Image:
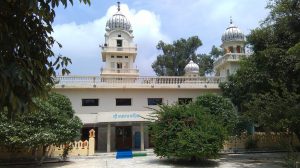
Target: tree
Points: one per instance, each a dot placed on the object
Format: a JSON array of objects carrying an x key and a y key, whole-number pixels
[
  {"x": 266, "y": 87},
  {"x": 186, "y": 131},
  {"x": 194, "y": 130},
  {"x": 175, "y": 56},
  {"x": 53, "y": 123},
  {"x": 27, "y": 62},
  {"x": 220, "y": 107}
]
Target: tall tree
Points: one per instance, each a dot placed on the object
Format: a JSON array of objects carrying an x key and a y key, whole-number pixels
[
  {"x": 53, "y": 123},
  {"x": 267, "y": 86},
  {"x": 175, "y": 56},
  {"x": 27, "y": 62}
]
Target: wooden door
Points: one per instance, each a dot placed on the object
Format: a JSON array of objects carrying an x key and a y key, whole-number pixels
[{"x": 123, "y": 137}]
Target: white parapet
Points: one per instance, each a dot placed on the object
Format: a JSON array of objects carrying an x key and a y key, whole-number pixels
[{"x": 137, "y": 82}]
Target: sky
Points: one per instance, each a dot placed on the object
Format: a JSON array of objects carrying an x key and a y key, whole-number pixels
[{"x": 80, "y": 28}]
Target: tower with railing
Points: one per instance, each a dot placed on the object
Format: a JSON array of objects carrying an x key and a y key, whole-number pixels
[
  {"x": 119, "y": 52},
  {"x": 233, "y": 45}
]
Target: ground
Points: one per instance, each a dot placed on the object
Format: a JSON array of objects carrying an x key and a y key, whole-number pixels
[{"x": 254, "y": 160}]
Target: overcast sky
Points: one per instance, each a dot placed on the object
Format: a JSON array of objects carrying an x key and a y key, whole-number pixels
[{"x": 80, "y": 28}]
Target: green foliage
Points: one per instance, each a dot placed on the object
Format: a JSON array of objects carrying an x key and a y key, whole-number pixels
[
  {"x": 175, "y": 56},
  {"x": 48, "y": 125},
  {"x": 266, "y": 88},
  {"x": 27, "y": 62},
  {"x": 220, "y": 107},
  {"x": 187, "y": 131}
]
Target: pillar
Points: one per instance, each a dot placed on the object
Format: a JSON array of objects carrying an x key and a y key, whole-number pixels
[
  {"x": 108, "y": 137},
  {"x": 142, "y": 137},
  {"x": 91, "y": 149}
]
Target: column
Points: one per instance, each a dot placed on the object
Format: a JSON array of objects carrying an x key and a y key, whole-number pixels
[
  {"x": 108, "y": 137},
  {"x": 142, "y": 137}
]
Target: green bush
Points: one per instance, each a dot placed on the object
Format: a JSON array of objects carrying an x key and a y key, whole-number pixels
[{"x": 187, "y": 131}]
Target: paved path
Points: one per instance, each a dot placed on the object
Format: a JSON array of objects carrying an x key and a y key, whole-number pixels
[{"x": 260, "y": 160}]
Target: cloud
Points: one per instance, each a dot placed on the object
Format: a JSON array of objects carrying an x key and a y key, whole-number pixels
[{"x": 81, "y": 41}]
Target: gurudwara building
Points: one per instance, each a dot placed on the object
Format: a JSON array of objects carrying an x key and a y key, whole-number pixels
[{"x": 116, "y": 103}]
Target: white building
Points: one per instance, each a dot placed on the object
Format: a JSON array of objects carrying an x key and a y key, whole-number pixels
[{"x": 117, "y": 103}]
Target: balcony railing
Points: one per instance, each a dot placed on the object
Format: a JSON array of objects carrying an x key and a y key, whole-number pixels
[
  {"x": 116, "y": 70},
  {"x": 121, "y": 49},
  {"x": 229, "y": 57},
  {"x": 138, "y": 82}
]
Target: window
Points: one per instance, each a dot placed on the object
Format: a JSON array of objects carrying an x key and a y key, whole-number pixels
[
  {"x": 238, "y": 49},
  {"x": 112, "y": 65},
  {"x": 154, "y": 101},
  {"x": 119, "y": 65},
  {"x": 183, "y": 101},
  {"x": 119, "y": 43},
  {"x": 123, "y": 102},
  {"x": 90, "y": 102}
]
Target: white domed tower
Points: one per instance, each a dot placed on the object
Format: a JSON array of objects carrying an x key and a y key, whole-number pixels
[
  {"x": 191, "y": 69},
  {"x": 119, "y": 51},
  {"x": 233, "y": 44}
]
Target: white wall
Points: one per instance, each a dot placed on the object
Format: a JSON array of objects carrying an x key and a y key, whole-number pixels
[{"x": 107, "y": 98}]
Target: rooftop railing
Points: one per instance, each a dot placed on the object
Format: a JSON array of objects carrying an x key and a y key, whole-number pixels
[
  {"x": 229, "y": 57},
  {"x": 118, "y": 70},
  {"x": 122, "y": 49},
  {"x": 166, "y": 81}
]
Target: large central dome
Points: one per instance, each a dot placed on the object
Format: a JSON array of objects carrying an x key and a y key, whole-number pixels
[
  {"x": 118, "y": 22},
  {"x": 233, "y": 33}
]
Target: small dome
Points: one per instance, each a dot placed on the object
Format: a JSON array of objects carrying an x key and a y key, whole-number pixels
[
  {"x": 191, "y": 67},
  {"x": 118, "y": 21},
  {"x": 233, "y": 33}
]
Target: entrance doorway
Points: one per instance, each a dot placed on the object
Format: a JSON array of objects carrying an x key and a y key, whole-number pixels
[
  {"x": 123, "y": 137},
  {"x": 85, "y": 135}
]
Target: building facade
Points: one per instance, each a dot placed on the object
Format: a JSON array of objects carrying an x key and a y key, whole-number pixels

Given instruction.
Produce an exact repeat of the lines from the one containing "Target: small dome" through the last line of the data, and nothing more.

Solved exercise.
Target: small dome
Points: one per instance, each a dot placed on the object
Format: a JSON array of objects carrying an x key and a y key, whole-number pixels
[
  {"x": 191, "y": 67},
  {"x": 118, "y": 21},
  {"x": 233, "y": 33}
]
Target: entrance doorway
Points: one per instance, each a dot placed on the object
Format: a JSON array of objects carrying an x key and a y key, whole-number pixels
[
  {"x": 123, "y": 137},
  {"x": 85, "y": 135}
]
Target: building facade
Points: one per instance, each a dot placed on the object
Format: a JSON array of objects carrying an x key and a y key, whole-number pixels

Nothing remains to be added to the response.